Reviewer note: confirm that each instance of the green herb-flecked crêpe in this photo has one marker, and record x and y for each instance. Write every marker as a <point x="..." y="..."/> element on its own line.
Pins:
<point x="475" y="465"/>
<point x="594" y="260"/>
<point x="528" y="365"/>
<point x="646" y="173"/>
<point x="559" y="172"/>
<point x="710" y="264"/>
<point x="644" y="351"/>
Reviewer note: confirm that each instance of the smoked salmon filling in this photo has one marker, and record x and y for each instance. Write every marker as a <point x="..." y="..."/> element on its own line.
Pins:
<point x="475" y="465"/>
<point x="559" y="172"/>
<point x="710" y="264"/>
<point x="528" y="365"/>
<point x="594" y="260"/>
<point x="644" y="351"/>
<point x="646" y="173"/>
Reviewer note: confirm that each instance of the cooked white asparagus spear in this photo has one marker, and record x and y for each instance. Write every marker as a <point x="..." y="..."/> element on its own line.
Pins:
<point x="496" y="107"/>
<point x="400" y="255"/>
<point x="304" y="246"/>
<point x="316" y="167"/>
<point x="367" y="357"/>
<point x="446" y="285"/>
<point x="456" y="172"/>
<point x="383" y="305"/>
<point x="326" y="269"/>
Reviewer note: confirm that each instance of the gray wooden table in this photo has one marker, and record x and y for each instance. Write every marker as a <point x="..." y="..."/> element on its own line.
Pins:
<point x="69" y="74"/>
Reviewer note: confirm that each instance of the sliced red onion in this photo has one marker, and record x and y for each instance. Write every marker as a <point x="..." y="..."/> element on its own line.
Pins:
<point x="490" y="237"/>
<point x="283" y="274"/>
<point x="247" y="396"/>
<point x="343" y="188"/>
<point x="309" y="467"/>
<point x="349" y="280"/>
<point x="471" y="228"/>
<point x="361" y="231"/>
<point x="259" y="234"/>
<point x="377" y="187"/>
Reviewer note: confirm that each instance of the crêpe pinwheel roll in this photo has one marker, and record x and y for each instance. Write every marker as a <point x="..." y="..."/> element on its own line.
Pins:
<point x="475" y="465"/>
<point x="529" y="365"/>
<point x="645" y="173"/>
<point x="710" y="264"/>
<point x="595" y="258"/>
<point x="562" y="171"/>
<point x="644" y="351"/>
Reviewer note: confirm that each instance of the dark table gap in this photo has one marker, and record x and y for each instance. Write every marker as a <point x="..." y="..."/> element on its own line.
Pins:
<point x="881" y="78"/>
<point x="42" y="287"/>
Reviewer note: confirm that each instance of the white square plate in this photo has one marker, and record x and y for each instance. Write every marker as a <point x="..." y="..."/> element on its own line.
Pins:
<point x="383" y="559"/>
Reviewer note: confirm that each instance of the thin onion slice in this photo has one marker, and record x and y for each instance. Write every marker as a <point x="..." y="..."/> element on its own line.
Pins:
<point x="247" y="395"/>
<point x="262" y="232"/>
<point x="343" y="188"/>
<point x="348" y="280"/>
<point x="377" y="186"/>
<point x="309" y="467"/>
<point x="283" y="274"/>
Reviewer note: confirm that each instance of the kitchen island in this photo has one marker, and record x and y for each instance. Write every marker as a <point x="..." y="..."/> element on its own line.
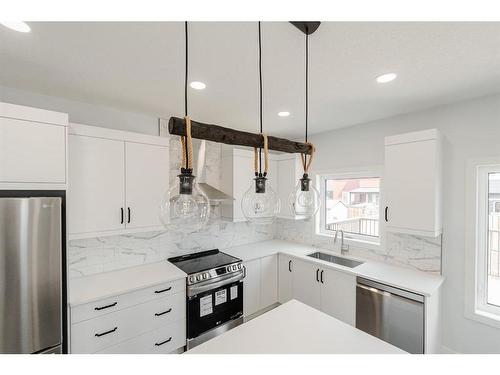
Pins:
<point x="295" y="328"/>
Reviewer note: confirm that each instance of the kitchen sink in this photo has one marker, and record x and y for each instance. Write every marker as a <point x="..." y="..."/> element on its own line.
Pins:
<point x="334" y="259"/>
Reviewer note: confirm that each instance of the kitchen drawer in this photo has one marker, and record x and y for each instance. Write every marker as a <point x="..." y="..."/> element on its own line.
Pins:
<point x="105" y="306"/>
<point x="160" y="341"/>
<point x="95" y="334"/>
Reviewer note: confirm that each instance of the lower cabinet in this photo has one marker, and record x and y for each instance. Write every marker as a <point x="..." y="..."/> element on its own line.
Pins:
<point x="306" y="285"/>
<point x="285" y="280"/>
<point x="260" y="287"/>
<point x="325" y="289"/>
<point x="156" y="324"/>
<point x="338" y="295"/>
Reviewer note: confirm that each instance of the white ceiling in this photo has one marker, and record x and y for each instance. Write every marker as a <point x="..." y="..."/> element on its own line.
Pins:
<point x="139" y="67"/>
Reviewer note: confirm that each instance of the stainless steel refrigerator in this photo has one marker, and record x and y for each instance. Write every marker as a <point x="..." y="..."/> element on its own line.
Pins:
<point x="31" y="274"/>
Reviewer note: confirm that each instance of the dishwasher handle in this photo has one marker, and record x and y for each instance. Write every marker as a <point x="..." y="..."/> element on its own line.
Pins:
<point x="387" y="290"/>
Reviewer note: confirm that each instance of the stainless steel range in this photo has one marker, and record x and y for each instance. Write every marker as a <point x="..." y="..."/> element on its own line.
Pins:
<point x="214" y="293"/>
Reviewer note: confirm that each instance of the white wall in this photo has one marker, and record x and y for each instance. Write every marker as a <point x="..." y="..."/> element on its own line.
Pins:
<point x="84" y="113"/>
<point x="470" y="129"/>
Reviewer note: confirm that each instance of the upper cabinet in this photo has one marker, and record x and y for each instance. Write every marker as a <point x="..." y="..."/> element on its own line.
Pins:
<point x="412" y="183"/>
<point x="32" y="148"/>
<point x="116" y="181"/>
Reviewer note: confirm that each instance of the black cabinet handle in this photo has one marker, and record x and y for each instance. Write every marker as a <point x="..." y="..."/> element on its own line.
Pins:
<point x="105" y="307"/>
<point x="163" y="290"/>
<point x="163" y="313"/>
<point x="164" y="342"/>
<point x="105" y="333"/>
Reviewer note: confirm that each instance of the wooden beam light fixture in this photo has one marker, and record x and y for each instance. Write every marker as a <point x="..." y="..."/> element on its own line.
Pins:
<point x="220" y="134"/>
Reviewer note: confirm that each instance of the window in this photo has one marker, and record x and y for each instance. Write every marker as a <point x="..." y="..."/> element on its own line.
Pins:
<point x="493" y="242"/>
<point x="483" y="245"/>
<point x="350" y="203"/>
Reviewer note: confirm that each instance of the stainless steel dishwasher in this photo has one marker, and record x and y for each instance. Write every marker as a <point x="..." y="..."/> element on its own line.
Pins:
<point x="391" y="314"/>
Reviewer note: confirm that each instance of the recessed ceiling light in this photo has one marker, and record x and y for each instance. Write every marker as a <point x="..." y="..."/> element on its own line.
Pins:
<point x="197" y="85"/>
<point x="387" y="77"/>
<point x="20" y="26"/>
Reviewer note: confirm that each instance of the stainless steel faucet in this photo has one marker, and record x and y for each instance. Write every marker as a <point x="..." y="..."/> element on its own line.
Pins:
<point x="344" y="248"/>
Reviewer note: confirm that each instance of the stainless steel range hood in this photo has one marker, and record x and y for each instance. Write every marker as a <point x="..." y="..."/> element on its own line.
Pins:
<point x="215" y="196"/>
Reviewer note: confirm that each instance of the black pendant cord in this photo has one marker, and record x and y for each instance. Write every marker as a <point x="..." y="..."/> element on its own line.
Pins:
<point x="185" y="91"/>
<point x="307" y="91"/>
<point x="260" y="97"/>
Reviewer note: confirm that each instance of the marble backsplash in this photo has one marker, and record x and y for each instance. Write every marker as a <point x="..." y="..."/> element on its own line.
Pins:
<point x="102" y="254"/>
<point x="419" y="253"/>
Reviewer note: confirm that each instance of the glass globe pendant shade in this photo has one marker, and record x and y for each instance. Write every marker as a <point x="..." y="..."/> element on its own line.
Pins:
<point x="304" y="200"/>
<point x="260" y="203"/>
<point x="185" y="208"/>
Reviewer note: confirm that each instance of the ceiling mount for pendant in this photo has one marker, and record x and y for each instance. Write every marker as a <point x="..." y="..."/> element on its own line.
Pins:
<point x="306" y="27"/>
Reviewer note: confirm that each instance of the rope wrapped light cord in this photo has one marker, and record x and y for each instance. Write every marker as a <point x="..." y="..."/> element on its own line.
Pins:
<point x="266" y="157"/>
<point x="187" y="146"/>
<point x="307" y="164"/>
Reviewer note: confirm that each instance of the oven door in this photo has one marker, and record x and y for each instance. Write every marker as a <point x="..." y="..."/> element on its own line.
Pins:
<point x="213" y="304"/>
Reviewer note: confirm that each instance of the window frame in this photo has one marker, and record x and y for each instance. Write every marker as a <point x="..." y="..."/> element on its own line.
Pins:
<point x="349" y="173"/>
<point x="476" y="242"/>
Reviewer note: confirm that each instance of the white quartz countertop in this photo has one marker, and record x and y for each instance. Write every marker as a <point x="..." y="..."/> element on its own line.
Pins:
<point x="295" y="328"/>
<point x="95" y="287"/>
<point x="399" y="277"/>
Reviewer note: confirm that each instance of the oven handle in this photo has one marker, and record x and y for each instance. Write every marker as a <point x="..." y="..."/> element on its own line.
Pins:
<point x="193" y="290"/>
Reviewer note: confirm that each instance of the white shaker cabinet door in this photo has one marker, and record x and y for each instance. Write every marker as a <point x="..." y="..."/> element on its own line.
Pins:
<point x="306" y="285"/>
<point x="147" y="173"/>
<point x="269" y="280"/>
<point x="32" y="152"/>
<point x="412" y="183"/>
<point x="251" y="287"/>
<point x="96" y="194"/>
<point x="285" y="269"/>
<point x="338" y="295"/>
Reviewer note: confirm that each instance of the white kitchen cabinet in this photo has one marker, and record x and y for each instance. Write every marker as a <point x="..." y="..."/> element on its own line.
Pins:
<point x="260" y="286"/>
<point x="141" y="321"/>
<point x="325" y="289"/>
<point x="285" y="279"/>
<point x="412" y="183"/>
<point x="306" y="286"/>
<point x="251" y="287"/>
<point x="32" y="148"/>
<point x="146" y="174"/>
<point x="237" y="176"/>
<point x="338" y="295"/>
<point x="116" y="181"/>
<point x="97" y="185"/>
<point x="269" y="280"/>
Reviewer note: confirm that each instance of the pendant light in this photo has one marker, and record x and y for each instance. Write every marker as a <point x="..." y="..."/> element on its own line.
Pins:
<point x="260" y="203"/>
<point x="185" y="208"/>
<point x="304" y="199"/>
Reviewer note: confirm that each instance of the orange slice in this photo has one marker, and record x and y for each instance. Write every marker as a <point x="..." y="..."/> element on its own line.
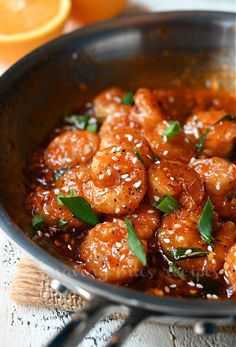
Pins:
○ ○ ○ ○ ○ ○ ○
■ What this task involves ■
Go over the listing above and say how many lines contain the word "table". Please give the number only.

■ Result of this exercise ■
2